• _STATED TASK_
In the rows below, copy word for word everything from the line with "Hello! Your assignment is to find the flower" to the line with "205,124,273,165", including both of those lines.
* * *
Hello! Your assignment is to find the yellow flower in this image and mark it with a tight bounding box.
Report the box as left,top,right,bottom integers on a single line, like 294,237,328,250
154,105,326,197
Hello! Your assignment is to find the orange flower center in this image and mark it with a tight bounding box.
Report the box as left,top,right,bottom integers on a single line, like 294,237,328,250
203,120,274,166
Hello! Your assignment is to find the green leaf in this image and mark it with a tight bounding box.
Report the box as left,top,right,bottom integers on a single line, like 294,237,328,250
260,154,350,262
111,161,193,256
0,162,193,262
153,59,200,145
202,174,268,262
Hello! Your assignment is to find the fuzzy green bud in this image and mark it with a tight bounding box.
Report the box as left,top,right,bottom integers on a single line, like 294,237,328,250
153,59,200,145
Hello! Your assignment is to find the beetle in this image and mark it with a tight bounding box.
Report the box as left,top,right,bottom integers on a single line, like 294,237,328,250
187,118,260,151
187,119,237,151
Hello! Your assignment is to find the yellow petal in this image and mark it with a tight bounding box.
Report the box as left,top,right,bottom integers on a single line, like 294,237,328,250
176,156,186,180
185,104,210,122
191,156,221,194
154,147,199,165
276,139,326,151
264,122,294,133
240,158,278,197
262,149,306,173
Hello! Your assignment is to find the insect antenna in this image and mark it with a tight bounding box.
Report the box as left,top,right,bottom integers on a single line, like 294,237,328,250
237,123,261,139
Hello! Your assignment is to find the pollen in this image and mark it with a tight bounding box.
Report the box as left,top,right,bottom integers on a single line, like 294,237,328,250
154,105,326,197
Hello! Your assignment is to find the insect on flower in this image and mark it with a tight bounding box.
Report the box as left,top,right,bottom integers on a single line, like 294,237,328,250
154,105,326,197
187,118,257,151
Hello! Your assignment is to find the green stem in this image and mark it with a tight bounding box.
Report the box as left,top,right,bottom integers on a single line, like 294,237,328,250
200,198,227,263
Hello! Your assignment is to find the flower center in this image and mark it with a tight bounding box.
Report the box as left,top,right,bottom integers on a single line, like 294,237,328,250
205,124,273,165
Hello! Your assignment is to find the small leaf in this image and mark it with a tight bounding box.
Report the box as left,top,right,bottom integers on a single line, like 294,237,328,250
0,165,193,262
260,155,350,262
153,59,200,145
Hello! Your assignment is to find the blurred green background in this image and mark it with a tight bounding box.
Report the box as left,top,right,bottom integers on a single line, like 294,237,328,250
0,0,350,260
* * *
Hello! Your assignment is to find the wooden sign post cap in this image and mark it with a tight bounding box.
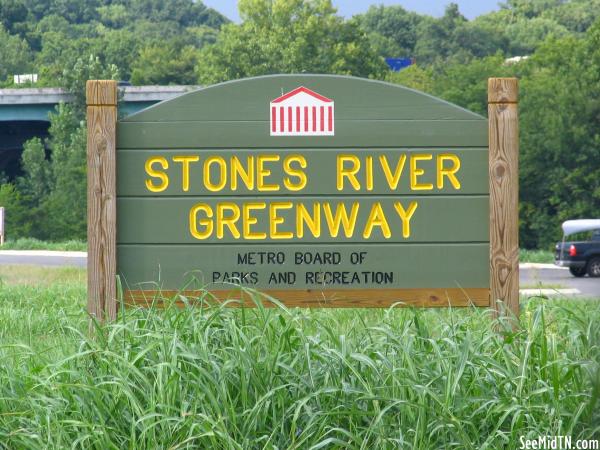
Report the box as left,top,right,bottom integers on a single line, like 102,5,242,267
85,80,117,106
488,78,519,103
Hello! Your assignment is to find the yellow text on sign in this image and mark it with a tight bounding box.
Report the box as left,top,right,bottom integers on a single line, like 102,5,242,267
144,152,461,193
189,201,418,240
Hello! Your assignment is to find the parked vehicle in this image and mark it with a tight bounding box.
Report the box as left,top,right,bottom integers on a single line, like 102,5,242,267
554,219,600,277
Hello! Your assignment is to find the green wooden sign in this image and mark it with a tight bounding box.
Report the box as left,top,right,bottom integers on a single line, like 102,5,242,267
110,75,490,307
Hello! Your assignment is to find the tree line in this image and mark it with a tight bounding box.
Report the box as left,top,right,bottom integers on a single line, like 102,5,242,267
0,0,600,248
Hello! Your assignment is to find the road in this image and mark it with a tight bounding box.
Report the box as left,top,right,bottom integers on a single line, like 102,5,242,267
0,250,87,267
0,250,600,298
* * *
• _CORRECT RESULT_
Hello! Your assignment is to find the flower center in this image and mark it with a tight bounding box.
Report the box as left,top,right,bottom integers on a single line, like 294,237,328,250
205,124,273,165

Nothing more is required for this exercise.